Outline data
▼
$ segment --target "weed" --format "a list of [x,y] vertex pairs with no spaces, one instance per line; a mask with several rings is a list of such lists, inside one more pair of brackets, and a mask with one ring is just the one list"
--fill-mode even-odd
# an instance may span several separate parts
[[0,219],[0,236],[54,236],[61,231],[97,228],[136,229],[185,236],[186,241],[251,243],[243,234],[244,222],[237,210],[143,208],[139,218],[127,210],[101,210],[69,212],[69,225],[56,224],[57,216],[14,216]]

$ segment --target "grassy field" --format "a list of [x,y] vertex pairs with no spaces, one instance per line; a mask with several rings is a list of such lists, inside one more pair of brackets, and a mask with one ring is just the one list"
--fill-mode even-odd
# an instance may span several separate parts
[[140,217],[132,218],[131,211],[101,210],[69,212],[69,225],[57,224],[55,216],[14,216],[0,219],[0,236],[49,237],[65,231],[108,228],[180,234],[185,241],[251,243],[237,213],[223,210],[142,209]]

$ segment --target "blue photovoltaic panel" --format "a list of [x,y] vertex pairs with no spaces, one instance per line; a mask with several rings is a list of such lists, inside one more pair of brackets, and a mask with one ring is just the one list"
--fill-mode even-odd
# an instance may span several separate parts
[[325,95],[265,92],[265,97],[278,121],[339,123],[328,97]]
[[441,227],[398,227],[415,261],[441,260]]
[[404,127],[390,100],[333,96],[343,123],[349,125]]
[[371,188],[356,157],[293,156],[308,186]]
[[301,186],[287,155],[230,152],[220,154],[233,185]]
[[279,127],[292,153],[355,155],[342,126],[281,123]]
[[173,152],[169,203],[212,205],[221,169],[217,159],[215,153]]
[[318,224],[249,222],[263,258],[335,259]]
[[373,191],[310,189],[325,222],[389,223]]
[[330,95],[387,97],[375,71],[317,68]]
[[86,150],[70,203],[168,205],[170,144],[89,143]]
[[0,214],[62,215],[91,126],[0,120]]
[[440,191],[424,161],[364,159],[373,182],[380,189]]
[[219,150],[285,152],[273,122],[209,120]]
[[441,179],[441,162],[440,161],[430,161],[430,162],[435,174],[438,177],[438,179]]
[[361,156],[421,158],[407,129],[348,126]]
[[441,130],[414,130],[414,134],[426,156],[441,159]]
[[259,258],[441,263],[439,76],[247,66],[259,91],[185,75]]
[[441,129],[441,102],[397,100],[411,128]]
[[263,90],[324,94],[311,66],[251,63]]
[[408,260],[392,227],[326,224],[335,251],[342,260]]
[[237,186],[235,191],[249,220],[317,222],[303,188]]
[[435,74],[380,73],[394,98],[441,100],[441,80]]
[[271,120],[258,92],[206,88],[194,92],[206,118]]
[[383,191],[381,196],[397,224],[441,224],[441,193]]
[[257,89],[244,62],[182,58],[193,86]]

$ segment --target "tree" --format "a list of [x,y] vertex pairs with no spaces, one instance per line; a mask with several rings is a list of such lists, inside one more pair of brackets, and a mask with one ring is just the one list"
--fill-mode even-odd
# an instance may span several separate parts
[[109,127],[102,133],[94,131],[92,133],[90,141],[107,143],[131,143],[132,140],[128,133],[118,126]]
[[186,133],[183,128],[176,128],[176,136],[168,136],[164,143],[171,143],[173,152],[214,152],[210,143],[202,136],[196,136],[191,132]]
▲
TASK TO COMPLETE
Identify every line in the outline data above that contains the word "spaces", and copy each such line in full.

TASK OUTPUT
$ segment --target "weed" --format "a list of [x,y] vertex pairs with no spaces, one instance per line; a mask with several rings is a list of such lists, inside one more pair of brackets, and a mask with one ring is just the one list"
$ segment --target "grassy field" --format "a list of [x,y] vertex pairs with no spaces, one instance per line; a mask with several rings is a list of such lists, inside one more pair of brackets, and a mask with one ring is just the one list"
$ segment --target "blue photovoltaic panel" --format "a list of [x,y] vertex pairs with no spaces, one instance per line; a mask with several rings is a list of such lists, inside one more pair of brackets, and a mask with one ring is just the one list"
$ segment --target "tree" --format "a list of [x,y] vertex pairs with no spaces, one instance per line; a mask with several rings is a list of such lists, inside one more pair of brackets, and a mask with one ring is just the one list"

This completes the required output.